— Page excerpt —
Persicaria is a genus with species that are so different that you’re certain to find one to match your needs!
Smart Smartweed facts
Name: Persicaria species
Formerly: Polygonum species
Type: flower, perennial
Height: 8 to 12 inches (20 to 30 cm)
Exposure: full sun, part sun
Soil: ordinary, humus-rich – Flowering: summer and fall (species) – Foliage: evergreen
The Persicaria genus: an introduction
Smartweeds include a great number of plants. Some are annuals, others are perennials, yet others grow into vines. All in all, though, the species you’ll most often find in gardens are perennials.
Most appealing from the many features of Persicaria is its amazing diversity. There are hundreds of shapes and colors to chose from! Indeed, no two persicaria flowers look remotely alike. Perhaps the only thing they have in common is an incredible capacity to cover the ground, and their long-lasting blooming.
For some species, flowers stand tall for months atop slender, upright stems (P. capitatum). For others, the blooming is airy and ethereal, as is the case for P. campanulatum and P. weyrichii which has flowers that look like those of astilbe.
Foliage is often oval, more or less narrow depending on the species. Again, size varies greatly from one species to the next: under an inch long for some (3 cm) to over a foot (30 cm) for others.
A few species are easier to find than others. Let’s take a look at them here:
From summer to fall, uncountable short stalks appear with lavender-like clusters of pink-red flowers.
Leaves are oval or cordate and turn a beautiful red-orange hue in fall before they drop off.
Persicaria affinis (Syn. Polygonum affinis, Bistorta affinis)
Certainly the favorite of all, since it’s very common in many gardens. The Himalayan bistort is an evergreen species. It will keep its short, lance-shaped leaves during winter, though they’ll take on a lovely bronze sheen in fall.
Flowers appear end of summer, forming dense clusters of red-pink flowers.
The blooming is also a bit different, since the pale pink flowers appear at the beginning of sum mer instead of mid and end of summer.
→ Did you know?
Silver lace vine was long considered part of the Persicaria genus. Today, however, genetic analysis has moved the plant to another genus: Fallopia.
Though you’ll find Polygonum plants growing in all types of soil, there are two things that must be provided: proper drainage, and rather cool soil.
Plant your smartweed preferably in fall to give your plant enough time to produce a root system capable of searching for cool water during drought.

— Material provided —

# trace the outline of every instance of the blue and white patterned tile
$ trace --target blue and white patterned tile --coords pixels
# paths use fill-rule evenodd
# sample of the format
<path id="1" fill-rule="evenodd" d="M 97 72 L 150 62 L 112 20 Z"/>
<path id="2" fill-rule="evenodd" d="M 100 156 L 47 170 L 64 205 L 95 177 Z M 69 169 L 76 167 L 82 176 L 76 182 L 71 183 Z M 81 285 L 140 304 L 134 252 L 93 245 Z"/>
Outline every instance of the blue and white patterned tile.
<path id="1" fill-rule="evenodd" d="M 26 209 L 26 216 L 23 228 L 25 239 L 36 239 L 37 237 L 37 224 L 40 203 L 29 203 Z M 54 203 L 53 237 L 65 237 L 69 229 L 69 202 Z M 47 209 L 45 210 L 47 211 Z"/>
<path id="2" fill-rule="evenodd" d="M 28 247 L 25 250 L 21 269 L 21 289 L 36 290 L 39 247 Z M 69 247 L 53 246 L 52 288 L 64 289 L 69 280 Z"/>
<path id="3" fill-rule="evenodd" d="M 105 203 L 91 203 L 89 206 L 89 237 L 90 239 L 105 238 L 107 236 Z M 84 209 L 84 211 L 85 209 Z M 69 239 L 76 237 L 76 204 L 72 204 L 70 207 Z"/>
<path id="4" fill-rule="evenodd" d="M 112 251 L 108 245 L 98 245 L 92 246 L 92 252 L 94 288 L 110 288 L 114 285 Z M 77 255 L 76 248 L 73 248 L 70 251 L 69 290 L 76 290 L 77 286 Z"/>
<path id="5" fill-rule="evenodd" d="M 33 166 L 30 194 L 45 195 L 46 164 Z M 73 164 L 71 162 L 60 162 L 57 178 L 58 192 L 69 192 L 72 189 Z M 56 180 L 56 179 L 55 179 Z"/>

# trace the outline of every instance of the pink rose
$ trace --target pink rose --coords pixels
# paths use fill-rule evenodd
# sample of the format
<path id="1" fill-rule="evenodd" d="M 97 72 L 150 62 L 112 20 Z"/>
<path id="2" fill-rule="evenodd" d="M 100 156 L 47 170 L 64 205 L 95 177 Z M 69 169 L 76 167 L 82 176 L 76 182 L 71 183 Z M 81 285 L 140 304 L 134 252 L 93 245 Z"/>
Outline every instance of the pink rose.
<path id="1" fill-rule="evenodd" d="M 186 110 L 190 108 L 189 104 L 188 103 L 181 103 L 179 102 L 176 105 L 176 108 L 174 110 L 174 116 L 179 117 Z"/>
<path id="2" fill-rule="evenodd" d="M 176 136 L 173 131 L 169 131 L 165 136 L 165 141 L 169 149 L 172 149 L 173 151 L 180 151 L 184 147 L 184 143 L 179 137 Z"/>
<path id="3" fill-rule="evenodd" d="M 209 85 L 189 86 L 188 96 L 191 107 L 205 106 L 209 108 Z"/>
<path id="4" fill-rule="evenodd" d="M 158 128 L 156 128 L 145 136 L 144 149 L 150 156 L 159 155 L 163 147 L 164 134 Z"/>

— Exercise brief —
Write the next part of the page about Persicaria, picking up right after its last sentence on fall planting. The entries are separate material and are not part of the page about smartweeds.

— Task result —
Once you’ve found the right spot, follow these steps to plant your Persicaria:
- Dig a hole about half a foot deep (15 cm).
- Pour a little soil mix (or sand) at the bottom of the hole to promote growth and ensure proper drainage.
- Tease your persicaria from its pot, and open the root ball up a bit to loosen up roots.
- Settle the plant in the hole and backfill. Press the soil around it well.
- Water abundantly.
Pruning and caring for smartweed
Once it’s properly settled in, your smartweed flower won’t require much care. Nonetheless, you should know that most species grow into mounds that cover the ground well. This is great when you plant it atop a mound, but it might mean you have to control it if planted as an edge or in a flower bed. Keep the clump in check by removing stems around the rim of the plant.
If, despite your efforts, the Persicaria clump has grown too large, just pull it out in fall, divide it, and plant it back.
Eliminate wilted flowers at the end of fall.
The easiest way to create new smartweed plants is crown division. You can also cut offshoots out from the base of the clump.
If flowers are left to ripen, you can plant the seeds: they will germinate with a high success rate.
All there is to know about smartweed, persicaria, polygonum
This endearing perennial comes in so many colors and shapes, you’re sure to find one to fit your needs. There’s bound to be a persicaria that’s perfect for:
- flowering a mound
- decorating a flower bed or creating edges
- and even growing in containers for a balcony or terrace.
Its abundant blooming lasts from the beginning of summer up to fall, and some varieties are even considered invasive because their spread is high-paced.
Smart tip about smartweed
Dwarf Persicaria can be planted for ground cover and the resulting effect is remarkable.